- WHAT IS BEING ASKED: Exactly reproduce the line containing "search: orange flame" together with every line after it, through the end of the entries, and give nothing more.

--*--

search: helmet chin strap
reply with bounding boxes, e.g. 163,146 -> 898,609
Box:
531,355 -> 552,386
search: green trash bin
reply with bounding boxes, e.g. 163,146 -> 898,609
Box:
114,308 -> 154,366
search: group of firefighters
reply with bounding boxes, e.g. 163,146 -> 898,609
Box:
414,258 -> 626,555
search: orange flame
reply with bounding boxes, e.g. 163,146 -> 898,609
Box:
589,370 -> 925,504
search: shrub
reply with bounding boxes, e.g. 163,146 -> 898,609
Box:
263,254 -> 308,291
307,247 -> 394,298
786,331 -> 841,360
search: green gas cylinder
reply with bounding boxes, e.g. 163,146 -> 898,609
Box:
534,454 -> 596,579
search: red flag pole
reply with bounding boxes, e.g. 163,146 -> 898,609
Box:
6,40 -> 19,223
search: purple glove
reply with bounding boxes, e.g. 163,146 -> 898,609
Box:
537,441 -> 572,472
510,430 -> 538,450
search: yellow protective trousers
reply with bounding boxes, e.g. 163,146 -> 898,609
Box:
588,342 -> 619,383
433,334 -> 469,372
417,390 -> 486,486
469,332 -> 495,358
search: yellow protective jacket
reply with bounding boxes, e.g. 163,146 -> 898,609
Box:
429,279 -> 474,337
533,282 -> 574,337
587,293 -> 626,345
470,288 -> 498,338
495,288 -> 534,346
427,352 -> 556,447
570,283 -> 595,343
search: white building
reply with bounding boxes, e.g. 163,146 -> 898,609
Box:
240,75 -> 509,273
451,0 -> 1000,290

--*--

- REPLY TO THE EXERCISE:
search: orange flame
reply with bounding boxes, e.g. 163,146 -> 898,609
Box:
589,370 -> 925,504
search: shrub
reply with bounding boxes, e.g. 163,146 -> 898,609
Box:
263,254 -> 308,291
307,247 -> 394,298
786,331 -> 841,360
search: green gas cylinder
reply with bounding boxes, e.g. 163,146 -> 898,609
Box:
534,454 -> 596,579
search: red flag pole
reply with bounding boxes, e.g. 163,146 -> 898,609
Box:
6,40 -> 19,223
search: purple glove
reply with bounding boxes, e.g. 163,146 -> 898,609
Box:
537,441 -> 572,472
510,430 -> 538,450
search: yellow protective trousers
reply with bounding boxes, e.g. 163,146 -> 898,609
Box:
588,342 -> 619,383
433,334 -> 469,372
417,390 -> 486,486
469,332 -> 495,358
search: yellow protective jacket
reply with bounding boxes, e.g. 163,146 -> 898,609
Box:
429,279 -> 474,337
533,282 -> 574,337
587,293 -> 626,345
470,288 -> 498,338
495,288 -> 534,346
427,352 -> 556,447
570,283 -> 595,343
search: white building
reply with bounding boxes, e.g. 163,146 -> 898,609
Box:
240,75 -> 509,273
451,0 -> 1000,290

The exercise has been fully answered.